■ Requirements ■
In the listing below, put the lines from the one holding "Camera-trap tally: mark every instance of the parked" through the last line, inclusive, into a Markdown table with the columns Row and Text. Give each line its own numbered row, and leave out any blank lines.

## Start

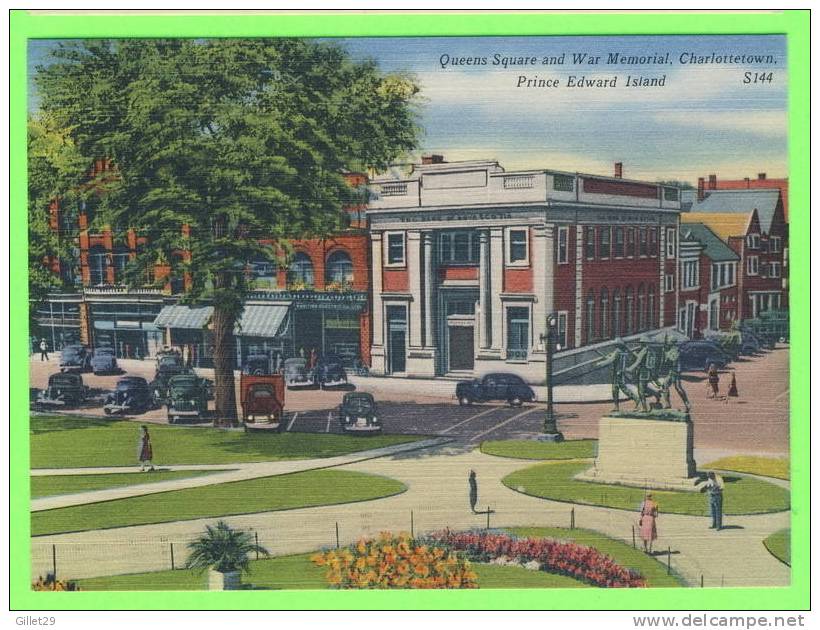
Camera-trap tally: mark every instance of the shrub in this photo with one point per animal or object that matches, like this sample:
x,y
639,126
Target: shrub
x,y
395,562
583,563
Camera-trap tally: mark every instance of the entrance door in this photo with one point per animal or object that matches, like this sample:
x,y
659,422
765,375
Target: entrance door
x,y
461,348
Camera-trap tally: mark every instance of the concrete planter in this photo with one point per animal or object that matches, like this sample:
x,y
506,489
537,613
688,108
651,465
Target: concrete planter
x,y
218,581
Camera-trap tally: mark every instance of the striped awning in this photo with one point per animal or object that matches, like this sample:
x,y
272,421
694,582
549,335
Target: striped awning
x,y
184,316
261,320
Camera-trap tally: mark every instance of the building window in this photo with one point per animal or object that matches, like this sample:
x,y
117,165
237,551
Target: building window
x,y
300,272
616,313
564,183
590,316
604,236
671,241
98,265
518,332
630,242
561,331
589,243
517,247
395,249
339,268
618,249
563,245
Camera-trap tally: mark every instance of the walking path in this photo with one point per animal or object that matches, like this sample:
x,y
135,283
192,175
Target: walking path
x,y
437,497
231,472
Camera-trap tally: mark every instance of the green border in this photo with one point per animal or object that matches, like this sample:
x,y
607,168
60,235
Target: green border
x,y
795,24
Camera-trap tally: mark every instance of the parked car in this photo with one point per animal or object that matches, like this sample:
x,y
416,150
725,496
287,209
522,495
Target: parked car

## End

■ Finished answer ■
| Row | Text |
|---|---|
| 1 | Camera-trap tally: mark every instance of the parked car in this photo with one point per animal or object that matches, like this sample: |
| 2 | x,y |
| 3 | 416,150 |
| 4 | 725,496 |
| 5 | 287,209 |
| 6 | 522,495 |
| 7 | Target: parked car |